### What is required
Pull out every line of the entries below that contains the word "green", treating uppercase and lowercase letters as different.

### Extracted records
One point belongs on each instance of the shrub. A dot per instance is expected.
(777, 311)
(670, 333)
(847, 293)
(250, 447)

* * *

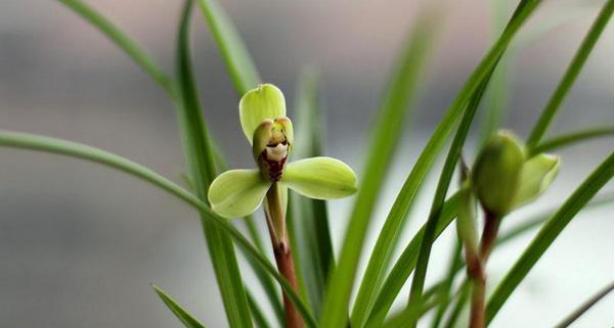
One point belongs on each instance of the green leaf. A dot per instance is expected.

--

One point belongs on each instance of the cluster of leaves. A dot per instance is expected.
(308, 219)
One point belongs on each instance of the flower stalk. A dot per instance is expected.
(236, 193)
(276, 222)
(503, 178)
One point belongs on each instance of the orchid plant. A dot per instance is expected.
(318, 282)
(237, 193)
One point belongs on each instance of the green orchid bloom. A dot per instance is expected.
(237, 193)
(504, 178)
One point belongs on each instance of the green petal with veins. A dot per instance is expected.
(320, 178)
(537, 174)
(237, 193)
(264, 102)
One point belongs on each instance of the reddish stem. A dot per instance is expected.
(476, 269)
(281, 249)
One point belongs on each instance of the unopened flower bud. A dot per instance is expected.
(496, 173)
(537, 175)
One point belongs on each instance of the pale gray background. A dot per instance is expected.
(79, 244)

### Output of the exercise
One point belongs on each instance of the green leaf. A dot per instance is expected.
One point belongs on each instance of the green orchid bloom. A dot per instance is expected.
One point belongs on each instance of the green petal with veins. A dot per instance is expected.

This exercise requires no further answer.